---------- RAW DATA

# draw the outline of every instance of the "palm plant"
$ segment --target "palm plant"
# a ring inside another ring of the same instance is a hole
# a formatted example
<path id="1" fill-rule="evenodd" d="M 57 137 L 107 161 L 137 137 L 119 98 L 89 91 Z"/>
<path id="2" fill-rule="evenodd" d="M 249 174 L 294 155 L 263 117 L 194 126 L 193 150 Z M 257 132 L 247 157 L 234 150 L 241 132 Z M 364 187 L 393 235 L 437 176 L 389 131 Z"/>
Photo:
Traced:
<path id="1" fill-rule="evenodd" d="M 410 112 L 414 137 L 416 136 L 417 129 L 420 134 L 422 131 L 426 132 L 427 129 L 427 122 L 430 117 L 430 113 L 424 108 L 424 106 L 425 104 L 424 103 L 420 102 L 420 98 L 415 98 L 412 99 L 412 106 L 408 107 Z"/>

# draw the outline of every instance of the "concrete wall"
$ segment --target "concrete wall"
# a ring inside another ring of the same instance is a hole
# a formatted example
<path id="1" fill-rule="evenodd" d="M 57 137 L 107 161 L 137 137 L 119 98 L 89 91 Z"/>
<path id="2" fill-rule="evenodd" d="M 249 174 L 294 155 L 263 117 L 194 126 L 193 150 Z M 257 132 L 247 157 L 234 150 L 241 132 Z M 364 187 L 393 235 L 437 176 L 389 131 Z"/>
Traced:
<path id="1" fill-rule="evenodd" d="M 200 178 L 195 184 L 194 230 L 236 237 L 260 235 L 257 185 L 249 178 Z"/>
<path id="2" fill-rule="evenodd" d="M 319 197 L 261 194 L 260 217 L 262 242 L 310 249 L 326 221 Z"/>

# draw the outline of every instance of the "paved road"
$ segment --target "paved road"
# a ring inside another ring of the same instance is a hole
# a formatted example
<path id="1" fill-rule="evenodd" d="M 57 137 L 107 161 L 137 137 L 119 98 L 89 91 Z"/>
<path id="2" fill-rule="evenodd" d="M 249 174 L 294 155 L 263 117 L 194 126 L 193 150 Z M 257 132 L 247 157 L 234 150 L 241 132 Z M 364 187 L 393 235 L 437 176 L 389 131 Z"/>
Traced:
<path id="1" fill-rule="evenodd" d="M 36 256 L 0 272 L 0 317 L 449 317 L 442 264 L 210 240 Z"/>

--------------------

Duplicate the data above line for line, with no changes.

# draw the outline of every instance of the "palm plant"
$ segment --target "palm plant"
# a ring inside another ring of the same instance is a hole
# a formatted example
<path id="1" fill-rule="evenodd" d="M 57 137 L 107 161 L 137 137 L 119 98 L 89 91 Z"/>
<path id="2" fill-rule="evenodd" d="M 249 174 L 294 155 L 263 117 L 194 126 L 193 150 Z M 257 132 L 247 157 L 234 150 L 241 132 Z M 364 187 L 393 235 L 437 176 L 389 131 Z"/>
Photo:
Traced:
<path id="1" fill-rule="evenodd" d="M 410 112 L 414 137 L 416 136 L 417 129 L 420 134 L 422 131 L 426 132 L 427 129 L 427 122 L 430 117 L 430 113 L 424 108 L 424 106 L 425 104 L 424 103 L 420 102 L 420 98 L 415 98 L 412 99 L 412 106 L 408 107 Z"/>

# draw the outline of every instance of the "concrete wall"
$ segment --target "concrete wall"
# a ring inside another ring of the same instance is a hole
# a formatted example
<path id="1" fill-rule="evenodd" d="M 57 137 L 107 161 L 137 137 L 119 98 L 89 91 Z"/>
<path id="2" fill-rule="evenodd" d="M 249 174 L 294 155 L 263 117 L 194 126 L 193 150 Z M 257 132 L 247 157 L 234 150 L 241 132 Z M 364 187 L 393 235 L 437 176 L 389 131 Z"/>
Traced:
<path id="1" fill-rule="evenodd" d="M 200 178 L 195 184 L 194 230 L 236 237 L 260 235 L 257 185 L 249 178 Z"/>
<path id="2" fill-rule="evenodd" d="M 319 197 L 261 194 L 260 217 L 262 242 L 310 249 L 326 221 Z"/>

# draw the outline of every instance of the "paved road"
$ segment --target "paved road"
# a ring inside another ring of the same instance is a hole
# a formatted example
<path id="1" fill-rule="evenodd" d="M 57 137 L 107 161 L 137 137 L 119 98 L 89 91 Z"/>
<path id="2" fill-rule="evenodd" d="M 249 174 L 294 155 L 263 117 L 194 126 L 193 150 Z M 257 132 L 247 157 L 234 150 L 241 132 Z M 364 187 L 393 235 L 437 176 L 389 131 Z"/>
Traced:
<path id="1" fill-rule="evenodd" d="M 36 256 L 0 272 L 0 317 L 449 317 L 442 264 L 210 240 Z"/>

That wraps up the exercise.